Edit the data below so that each "photograph" becomes "image", with everything else unchanged. Leave the pictures out of your answer.

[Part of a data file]
----

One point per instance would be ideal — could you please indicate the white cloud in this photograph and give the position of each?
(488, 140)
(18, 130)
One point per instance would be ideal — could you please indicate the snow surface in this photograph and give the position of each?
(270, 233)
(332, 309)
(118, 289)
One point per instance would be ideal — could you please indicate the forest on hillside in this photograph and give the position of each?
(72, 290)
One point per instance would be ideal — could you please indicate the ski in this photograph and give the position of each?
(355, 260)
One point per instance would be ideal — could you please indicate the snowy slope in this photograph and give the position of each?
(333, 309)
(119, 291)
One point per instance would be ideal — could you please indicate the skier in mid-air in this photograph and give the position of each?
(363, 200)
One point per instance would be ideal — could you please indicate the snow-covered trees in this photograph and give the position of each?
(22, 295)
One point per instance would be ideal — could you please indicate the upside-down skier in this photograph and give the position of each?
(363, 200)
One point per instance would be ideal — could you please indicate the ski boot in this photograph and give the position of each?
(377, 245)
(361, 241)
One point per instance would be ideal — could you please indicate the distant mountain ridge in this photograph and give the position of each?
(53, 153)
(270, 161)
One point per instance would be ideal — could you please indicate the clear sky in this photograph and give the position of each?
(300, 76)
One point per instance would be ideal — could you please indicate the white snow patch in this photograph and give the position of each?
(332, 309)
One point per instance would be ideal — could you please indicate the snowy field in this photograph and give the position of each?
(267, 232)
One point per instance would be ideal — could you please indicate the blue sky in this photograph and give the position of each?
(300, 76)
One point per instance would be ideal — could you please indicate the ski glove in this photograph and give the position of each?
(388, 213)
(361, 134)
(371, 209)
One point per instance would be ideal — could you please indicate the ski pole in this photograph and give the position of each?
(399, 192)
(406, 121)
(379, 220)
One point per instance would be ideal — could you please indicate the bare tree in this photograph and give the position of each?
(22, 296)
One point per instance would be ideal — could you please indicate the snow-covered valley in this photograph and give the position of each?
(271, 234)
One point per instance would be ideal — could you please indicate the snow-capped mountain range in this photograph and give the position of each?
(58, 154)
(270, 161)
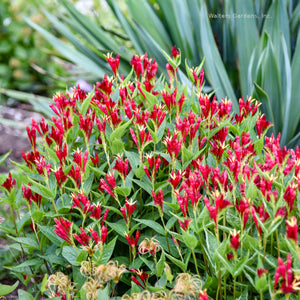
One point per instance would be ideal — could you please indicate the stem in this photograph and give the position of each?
(195, 262)
(166, 232)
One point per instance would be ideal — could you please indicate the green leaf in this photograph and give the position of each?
(73, 55)
(4, 156)
(118, 133)
(103, 294)
(214, 67)
(177, 262)
(86, 103)
(26, 263)
(108, 251)
(70, 254)
(40, 189)
(133, 159)
(244, 295)
(152, 224)
(239, 268)
(24, 295)
(117, 147)
(123, 191)
(7, 289)
(144, 185)
(247, 38)
(161, 264)
(120, 228)
(49, 233)
(28, 242)
(87, 185)
(190, 240)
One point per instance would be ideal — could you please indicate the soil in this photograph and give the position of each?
(13, 136)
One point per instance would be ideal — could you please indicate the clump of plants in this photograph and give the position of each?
(144, 189)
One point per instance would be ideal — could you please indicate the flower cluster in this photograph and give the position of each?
(164, 180)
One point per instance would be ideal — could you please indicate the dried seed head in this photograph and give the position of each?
(187, 284)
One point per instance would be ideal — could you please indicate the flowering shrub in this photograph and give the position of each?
(144, 190)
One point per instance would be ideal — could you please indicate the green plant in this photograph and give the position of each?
(250, 47)
(140, 188)
(20, 50)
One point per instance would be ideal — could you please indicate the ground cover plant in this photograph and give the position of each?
(144, 189)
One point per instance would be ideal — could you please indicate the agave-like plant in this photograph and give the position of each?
(251, 47)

----

[Solution]
One point per instance would be ideal — could you please indicate the white cloud in this image and give the position of each?
(488, 140)
(18, 130)
One point per instance would be ideal — could you please indicate the snow surface in this image and give the position of each?
(270, 233)
(332, 309)
(118, 289)
One point per instance would be ideal — could you please indicate the forest on hillside in this image and give the position of each?
(72, 290)
One point per instance would be ideal — could you please indicate the ski in this image and give the position of each?
(355, 260)
One point per instance would be ideal — could you please indicate the snowy slope in this image and give the position of each?
(333, 309)
(119, 291)
One point per instance would be ideal — could you please indicate the skier in mid-air in this image and give the position of each?
(363, 200)
One point per instance would be ideal — could you please indicate the snow-covered trees in this image and give the position of each?
(22, 295)
One point per instance would be ideal — could you please indicate the upside-down skier in this image and give the position of each?
(363, 200)
One point per instance would be ideal — could you please indicate the ski boot in this image and give the position of each?
(377, 245)
(361, 241)
One point per instance would be ideal — could you please indicate the distant mountain ridge in this image and give the position of each?
(53, 153)
(270, 161)
One point per instance would be ideal — could you please indicate the clear sky in this image and give the position of each?
(300, 76)
One point per instance would be ideal — could you please indicate the white snow patch in this image and give the position of each?
(332, 309)
One point per instance would be ideal — could you please indicate the snowy field in this image and give the position of each?
(267, 232)
One point per instance would be ideal — could you please indicate the blue sky in this image and give the position of each?
(300, 76)
One point per instance would be ideal — could you please indicate the ski glove in this image and give the position of each?
(388, 213)
(361, 134)
(371, 209)
One point per instance would be ideal — could you please indicate the ski pole in this image and give the position of each?
(399, 192)
(406, 121)
(379, 220)
One point per instance would be ideal — could you please indicate the bare tree in this image and give the position of each?
(22, 296)
One point per instance would be ideal — could you please indicate the snow-covered valley in this image and give the position of each?
(271, 234)
One point per instance would be ideal — could you please indicate the snow-capped mountain range in this image and give the position of each?
(58, 154)
(270, 161)
One point per instance would be ideal — could you please indicate the stem in this image and give the position of each?
(195, 262)
(166, 232)
One point per instance would be ideal — could you please indicate the green leaf in this image and give the position of each?
(73, 55)
(4, 156)
(118, 133)
(103, 294)
(214, 67)
(177, 262)
(86, 103)
(26, 263)
(108, 251)
(70, 254)
(40, 189)
(133, 159)
(244, 295)
(152, 224)
(239, 268)
(24, 295)
(117, 147)
(123, 191)
(7, 289)
(144, 185)
(247, 38)
(161, 264)
(120, 228)
(49, 233)
(28, 242)
(87, 185)
(190, 240)
One point per instance would be ideal — could you please indicate the soil in this image and give the position of each?
(13, 136)
One point per instance would be ideal — could you please indicate the clump of plants in this image and give the position of each?
(144, 189)
One point per instance would be ideal — could you please indicate the flower cluster in this image and give the position of each?
(164, 180)
One point per instance would be ideal — could you please indicate the dried seed head in this image and give the position of each?
(187, 284)
One point per instance would be ideal — could you please indicate the flowering shrub in this image and give the position of each?
(144, 190)
One point per instance would be ideal — could you please indicate the green plant in this image and give the position of each?
(250, 47)
(140, 188)
(20, 50)
One point per instance would be ideal — could you please indicate the ground cover plant in this image and give the position of each?
(144, 189)
One point per instance would be ideal — could you please indicate the agave-like plant in this image and give the position of each?
(251, 47)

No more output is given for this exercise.